What the task asks:
Could you reproduce every record below exactly as written?

Records for the exercise:
- - - - - - -
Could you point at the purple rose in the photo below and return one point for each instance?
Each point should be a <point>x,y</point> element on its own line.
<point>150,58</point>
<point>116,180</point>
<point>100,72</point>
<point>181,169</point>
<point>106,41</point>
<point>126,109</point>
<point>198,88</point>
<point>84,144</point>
- - - - - - -
Exercise answer:
Could you point at the purple rose in the photo below and return one point for each instance?
Each point should be a <point>x,y</point> element on its own line.
<point>150,58</point>
<point>116,180</point>
<point>100,72</point>
<point>181,169</point>
<point>106,41</point>
<point>126,109</point>
<point>198,88</point>
<point>84,144</point>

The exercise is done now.